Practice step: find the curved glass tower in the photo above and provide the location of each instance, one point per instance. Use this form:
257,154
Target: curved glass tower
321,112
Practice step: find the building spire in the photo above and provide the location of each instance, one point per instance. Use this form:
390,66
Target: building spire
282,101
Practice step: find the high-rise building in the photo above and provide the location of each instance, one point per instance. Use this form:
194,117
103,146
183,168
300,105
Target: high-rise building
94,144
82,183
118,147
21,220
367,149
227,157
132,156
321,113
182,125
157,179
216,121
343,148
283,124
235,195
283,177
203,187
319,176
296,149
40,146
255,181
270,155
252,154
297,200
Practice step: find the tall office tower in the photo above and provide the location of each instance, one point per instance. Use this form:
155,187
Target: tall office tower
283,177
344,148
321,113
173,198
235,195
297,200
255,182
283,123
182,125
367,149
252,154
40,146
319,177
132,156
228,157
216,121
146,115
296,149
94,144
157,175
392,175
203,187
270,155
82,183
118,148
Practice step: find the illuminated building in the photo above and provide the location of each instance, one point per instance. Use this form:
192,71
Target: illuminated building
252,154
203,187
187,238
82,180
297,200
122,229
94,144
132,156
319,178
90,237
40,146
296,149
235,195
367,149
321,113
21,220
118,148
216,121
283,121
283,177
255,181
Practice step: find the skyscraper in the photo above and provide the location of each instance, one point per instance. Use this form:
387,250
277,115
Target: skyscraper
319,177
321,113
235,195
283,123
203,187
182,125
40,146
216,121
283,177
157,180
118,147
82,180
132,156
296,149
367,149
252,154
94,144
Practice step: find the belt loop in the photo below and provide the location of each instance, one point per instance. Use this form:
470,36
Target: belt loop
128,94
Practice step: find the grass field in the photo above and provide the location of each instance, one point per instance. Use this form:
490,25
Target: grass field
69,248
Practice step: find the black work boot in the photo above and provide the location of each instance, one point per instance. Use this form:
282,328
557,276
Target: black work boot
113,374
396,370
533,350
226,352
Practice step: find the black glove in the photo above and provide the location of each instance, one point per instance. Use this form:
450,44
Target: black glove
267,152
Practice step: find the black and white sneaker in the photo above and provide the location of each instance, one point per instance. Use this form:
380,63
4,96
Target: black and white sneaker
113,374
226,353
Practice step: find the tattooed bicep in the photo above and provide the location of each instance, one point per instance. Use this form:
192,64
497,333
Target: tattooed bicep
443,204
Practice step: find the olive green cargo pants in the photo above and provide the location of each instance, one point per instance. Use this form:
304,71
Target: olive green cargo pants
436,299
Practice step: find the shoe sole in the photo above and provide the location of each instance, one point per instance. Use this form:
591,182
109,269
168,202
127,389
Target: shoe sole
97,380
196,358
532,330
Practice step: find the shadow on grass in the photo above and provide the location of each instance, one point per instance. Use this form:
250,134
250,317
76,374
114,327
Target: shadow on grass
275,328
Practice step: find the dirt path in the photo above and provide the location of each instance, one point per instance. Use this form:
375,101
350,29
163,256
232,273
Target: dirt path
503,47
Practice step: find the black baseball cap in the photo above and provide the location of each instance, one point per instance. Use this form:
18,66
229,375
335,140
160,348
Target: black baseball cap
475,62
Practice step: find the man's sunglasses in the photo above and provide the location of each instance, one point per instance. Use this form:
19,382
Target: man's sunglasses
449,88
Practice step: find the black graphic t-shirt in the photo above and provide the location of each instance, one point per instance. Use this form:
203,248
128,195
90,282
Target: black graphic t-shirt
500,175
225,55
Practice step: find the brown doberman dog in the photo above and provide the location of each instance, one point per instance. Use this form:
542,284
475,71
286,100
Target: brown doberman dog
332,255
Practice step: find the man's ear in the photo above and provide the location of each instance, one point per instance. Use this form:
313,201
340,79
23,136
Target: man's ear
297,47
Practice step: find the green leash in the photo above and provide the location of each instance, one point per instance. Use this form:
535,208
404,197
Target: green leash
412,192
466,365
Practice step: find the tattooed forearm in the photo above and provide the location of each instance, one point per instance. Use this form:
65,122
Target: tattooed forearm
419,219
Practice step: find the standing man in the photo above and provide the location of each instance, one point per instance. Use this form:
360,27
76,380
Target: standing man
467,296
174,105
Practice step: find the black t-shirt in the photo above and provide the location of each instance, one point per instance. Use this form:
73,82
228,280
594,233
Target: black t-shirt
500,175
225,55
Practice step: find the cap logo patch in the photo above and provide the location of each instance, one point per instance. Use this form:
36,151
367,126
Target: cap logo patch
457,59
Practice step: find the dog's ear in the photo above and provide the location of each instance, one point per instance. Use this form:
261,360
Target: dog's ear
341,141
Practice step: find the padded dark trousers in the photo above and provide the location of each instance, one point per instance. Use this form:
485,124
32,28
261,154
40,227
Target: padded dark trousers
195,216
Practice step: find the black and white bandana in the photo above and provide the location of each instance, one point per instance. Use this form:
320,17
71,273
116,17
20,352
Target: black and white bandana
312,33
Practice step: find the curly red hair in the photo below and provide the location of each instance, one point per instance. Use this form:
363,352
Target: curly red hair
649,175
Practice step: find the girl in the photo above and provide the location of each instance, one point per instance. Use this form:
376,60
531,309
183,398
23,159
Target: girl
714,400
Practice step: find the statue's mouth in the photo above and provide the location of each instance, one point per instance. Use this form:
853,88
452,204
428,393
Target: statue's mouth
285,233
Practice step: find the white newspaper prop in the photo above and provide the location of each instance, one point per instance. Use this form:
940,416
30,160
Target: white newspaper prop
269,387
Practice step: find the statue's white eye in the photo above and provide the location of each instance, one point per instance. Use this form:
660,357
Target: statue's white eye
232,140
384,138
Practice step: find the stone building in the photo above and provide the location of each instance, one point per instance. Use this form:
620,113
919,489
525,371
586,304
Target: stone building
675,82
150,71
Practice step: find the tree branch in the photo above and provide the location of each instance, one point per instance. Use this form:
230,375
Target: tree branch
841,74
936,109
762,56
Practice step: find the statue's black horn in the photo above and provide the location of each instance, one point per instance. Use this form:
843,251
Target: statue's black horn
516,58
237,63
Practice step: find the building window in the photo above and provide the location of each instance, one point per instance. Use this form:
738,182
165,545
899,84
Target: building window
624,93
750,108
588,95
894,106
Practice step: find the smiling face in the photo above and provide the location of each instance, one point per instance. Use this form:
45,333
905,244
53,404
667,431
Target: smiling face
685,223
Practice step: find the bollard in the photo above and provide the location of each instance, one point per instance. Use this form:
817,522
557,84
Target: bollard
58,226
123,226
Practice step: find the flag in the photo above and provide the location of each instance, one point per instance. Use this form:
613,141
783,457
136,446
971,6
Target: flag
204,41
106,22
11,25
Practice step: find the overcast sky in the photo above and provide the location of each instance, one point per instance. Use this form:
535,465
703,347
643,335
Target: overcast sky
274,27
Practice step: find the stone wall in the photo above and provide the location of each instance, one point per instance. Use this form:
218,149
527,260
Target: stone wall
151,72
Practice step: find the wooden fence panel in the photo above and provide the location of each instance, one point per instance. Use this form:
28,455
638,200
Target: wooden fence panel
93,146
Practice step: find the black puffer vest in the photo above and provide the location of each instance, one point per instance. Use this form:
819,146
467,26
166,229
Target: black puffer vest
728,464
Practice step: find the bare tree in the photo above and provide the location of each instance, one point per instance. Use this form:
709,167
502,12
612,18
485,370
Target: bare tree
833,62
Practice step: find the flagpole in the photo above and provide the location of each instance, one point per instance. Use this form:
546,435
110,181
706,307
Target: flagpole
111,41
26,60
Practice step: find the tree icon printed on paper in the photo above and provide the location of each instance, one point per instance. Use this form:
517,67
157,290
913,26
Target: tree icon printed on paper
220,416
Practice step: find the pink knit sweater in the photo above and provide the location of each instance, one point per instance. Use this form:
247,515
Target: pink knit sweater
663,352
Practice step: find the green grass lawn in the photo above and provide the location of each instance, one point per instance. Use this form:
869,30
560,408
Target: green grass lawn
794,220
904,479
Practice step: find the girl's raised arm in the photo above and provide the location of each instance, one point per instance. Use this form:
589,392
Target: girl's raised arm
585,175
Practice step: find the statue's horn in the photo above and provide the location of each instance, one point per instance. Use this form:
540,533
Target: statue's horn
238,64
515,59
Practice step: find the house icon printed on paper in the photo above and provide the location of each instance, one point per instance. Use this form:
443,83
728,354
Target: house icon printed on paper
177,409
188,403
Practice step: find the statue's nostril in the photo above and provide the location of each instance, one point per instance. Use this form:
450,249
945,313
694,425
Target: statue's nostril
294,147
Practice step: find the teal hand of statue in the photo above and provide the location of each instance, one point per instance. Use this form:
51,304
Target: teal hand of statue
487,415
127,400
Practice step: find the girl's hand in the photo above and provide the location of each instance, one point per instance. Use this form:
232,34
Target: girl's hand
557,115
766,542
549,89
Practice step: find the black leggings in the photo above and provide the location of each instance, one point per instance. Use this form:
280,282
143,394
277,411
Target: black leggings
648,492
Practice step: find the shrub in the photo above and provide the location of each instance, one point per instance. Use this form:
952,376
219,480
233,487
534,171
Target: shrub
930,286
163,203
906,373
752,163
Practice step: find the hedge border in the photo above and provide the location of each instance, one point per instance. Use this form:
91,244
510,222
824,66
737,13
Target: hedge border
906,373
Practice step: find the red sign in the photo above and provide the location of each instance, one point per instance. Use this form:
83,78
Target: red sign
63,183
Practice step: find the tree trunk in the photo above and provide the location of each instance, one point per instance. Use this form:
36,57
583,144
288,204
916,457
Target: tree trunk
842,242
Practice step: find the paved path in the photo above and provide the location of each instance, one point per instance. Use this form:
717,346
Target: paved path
□ □ □ □ □
Activity
Say how many lines of the data include the string "below". Nothing other than the number should be given.

Written answer
2